» Problem to work on: Without the pictures, give the entries below again exactly as written.

» Material for the task:
# # #
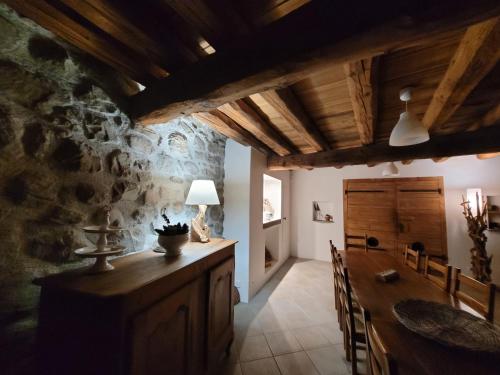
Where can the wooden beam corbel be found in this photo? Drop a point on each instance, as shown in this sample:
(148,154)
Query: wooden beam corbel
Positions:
(362,84)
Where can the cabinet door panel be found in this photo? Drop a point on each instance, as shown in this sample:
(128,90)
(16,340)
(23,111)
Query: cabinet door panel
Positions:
(163,341)
(220,314)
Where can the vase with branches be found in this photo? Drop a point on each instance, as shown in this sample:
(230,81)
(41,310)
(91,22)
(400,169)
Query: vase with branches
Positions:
(476,225)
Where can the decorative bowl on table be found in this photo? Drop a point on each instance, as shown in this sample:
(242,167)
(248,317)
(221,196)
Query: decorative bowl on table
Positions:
(173,244)
(447,325)
(172,237)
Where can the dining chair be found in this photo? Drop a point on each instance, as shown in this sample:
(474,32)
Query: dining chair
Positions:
(354,332)
(412,258)
(334,252)
(483,298)
(439,274)
(378,358)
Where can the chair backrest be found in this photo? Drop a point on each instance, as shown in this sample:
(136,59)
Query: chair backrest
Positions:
(346,297)
(483,298)
(412,258)
(355,241)
(379,360)
(439,274)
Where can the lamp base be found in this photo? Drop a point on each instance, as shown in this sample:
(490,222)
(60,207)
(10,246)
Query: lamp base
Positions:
(200,232)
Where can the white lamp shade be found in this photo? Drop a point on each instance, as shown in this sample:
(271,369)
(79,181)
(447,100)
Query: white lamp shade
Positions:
(202,192)
(390,170)
(408,131)
(472,198)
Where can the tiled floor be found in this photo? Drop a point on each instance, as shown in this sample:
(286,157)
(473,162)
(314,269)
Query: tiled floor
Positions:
(290,327)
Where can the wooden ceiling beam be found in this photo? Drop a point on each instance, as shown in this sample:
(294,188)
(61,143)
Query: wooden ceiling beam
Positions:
(226,126)
(491,117)
(362,84)
(476,55)
(52,19)
(484,140)
(284,52)
(240,112)
(289,107)
(112,20)
(439,160)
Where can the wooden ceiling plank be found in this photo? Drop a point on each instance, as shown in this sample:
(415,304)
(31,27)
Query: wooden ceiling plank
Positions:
(57,22)
(484,140)
(289,107)
(260,66)
(476,55)
(113,21)
(246,117)
(362,83)
(226,126)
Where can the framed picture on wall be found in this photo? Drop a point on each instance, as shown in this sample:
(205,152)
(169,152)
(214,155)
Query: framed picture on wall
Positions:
(323,211)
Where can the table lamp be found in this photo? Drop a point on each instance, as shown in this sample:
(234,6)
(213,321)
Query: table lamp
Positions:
(202,193)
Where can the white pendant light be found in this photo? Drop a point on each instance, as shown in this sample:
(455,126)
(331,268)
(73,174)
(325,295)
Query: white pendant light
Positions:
(390,170)
(408,130)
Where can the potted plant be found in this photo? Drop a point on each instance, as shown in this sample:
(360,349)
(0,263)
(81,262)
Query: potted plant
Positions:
(172,237)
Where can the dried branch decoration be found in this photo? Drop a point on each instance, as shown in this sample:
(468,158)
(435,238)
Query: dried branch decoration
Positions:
(480,262)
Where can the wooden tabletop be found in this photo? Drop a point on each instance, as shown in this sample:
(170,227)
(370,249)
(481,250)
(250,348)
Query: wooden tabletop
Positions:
(414,354)
(136,270)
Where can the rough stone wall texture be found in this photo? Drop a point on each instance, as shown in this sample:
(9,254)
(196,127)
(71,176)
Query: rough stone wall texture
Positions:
(66,150)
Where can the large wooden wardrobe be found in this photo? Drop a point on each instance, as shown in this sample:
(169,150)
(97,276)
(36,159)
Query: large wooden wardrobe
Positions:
(398,211)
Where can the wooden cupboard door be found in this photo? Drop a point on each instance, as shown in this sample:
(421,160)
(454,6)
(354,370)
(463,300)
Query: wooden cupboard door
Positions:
(220,310)
(421,214)
(166,338)
(370,207)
# # #
» Answer box:
Where can the wooden beam corbel be found in this photo? Drop a point on each instance, as shown in this sample:
(148,154)
Query: wooden beam corbel
Positions:
(362,84)
Where can the cabinet door panel be found in this photo? Drop a point on each instance, as shown in this sample:
(128,90)
(16,340)
(23,111)
Query: cabinet door panel
Positions:
(163,341)
(220,314)
Where can the vase with branches be found in this photo? Drop a point on each instance, as shown in this sample:
(230,81)
(41,310)
(91,22)
(400,169)
Query: vase with branches
Positions:
(476,225)
Where can the decorative bowl on table be found in this photo? Drop a point on each instance, as shown in this sample:
(242,167)
(248,317)
(221,196)
Query: decorative bowl on table
Positions:
(173,244)
(447,325)
(172,237)
Where can the dining chair be found in this photo? Drop a point on each instance, as shown in this sample:
(474,32)
Query: dining chair
Positions:
(354,332)
(412,258)
(334,252)
(483,298)
(439,274)
(378,358)
Where can the chair backrest be found in this photo? Drop a point on each instance, as shown in this sample:
(136,59)
Query: chair backrest
Positions:
(346,297)
(483,298)
(412,258)
(355,241)
(379,360)
(439,274)
Where can the lamp base be found in this photo? Drop a point on each instance, as shown in this sample:
(490,222)
(60,207)
(10,246)
Query: lamp base
Positions:
(200,232)
Where can the white lamp shade be found in this photo? Drop a point on each instance, as shown in this sample:
(271,369)
(79,181)
(447,100)
Query: white lamp shade
Positions:
(202,192)
(390,170)
(408,131)
(472,198)
Where can the tiled floor be found in this photo? Drop a point on each instance, as shown in this sample:
(286,157)
(473,162)
(314,269)
Query: tiled floor
Positions:
(290,327)
Where can the wooden ceiling beam be found in this photo? Drop a point on each instance, as shown in this sample:
(294,188)
(61,143)
Query: wooden ceiling beam
Positions:
(226,126)
(491,117)
(362,84)
(476,55)
(52,19)
(484,140)
(284,52)
(240,112)
(289,107)
(112,20)
(439,160)
Where can the wooden ceiling plank be found in this photo? Drop a point on each instance, as shown in this sample:
(415,304)
(31,27)
Query: wooden ceiling plank
Positions:
(57,22)
(484,140)
(289,107)
(260,66)
(476,55)
(113,21)
(246,117)
(362,83)
(226,126)
Where can the framed picture on wall be found in this photo? Drop a point on each instance, as shown in this sample:
(205,152)
(169,152)
(214,155)
Query: framed picture on wall
Positions:
(323,211)
Where can the table lamp be found in this photo? Drop a point on each instance, as shown in this sample:
(234,6)
(213,321)
Query: table lamp
Positions:
(202,193)
Where can the white pendant light be found in this photo? Drop a point on each instance, as shown in this sample:
(455,126)
(331,268)
(73,174)
(325,295)
Query: white pendant light
Positions:
(390,170)
(408,130)
Where can the potted plant be found in this photo? Drop a point on each instance, as shown in this sample:
(360,349)
(0,263)
(81,262)
Query: potted plant
Positions:
(172,237)
Where can the dried branch decoration be found in this photo? Drop a point on each instance, as shown in this sample:
(468,158)
(435,238)
Query: dried branch decoration
Positions:
(480,262)
Where can the wooden tabletop be found in this photo? Drop a point on each instance, as shown in this sample:
(170,227)
(370,249)
(481,250)
(250,348)
Query: wooden tabletop
Positions:
(414,354)
(136,270)
Where can the rough stone wall texture be found in this photo? Drop a point on each instance, as shown in this sample:
(9,254)
(196,127)
(71,176)
Query: rough stone wall texture
Positions:
(66,150)
Where can the large wooden wardrobe be found in this photo? Drop a point on each instance, as shown in this sample:
(169,150)
(97,276)
(36,159)
Query: large wooden wardrobe
Positions:
(398,211)
Where can the wooden cupboard door be found in this photo? Drop a point on each instance, as shown in this sample:
(421,160)
(454,6)
(354,370)
(463,300)
Query: wooden cupboard door
Positions:
(220,310)
(421,214)
(166,338)
(370,207)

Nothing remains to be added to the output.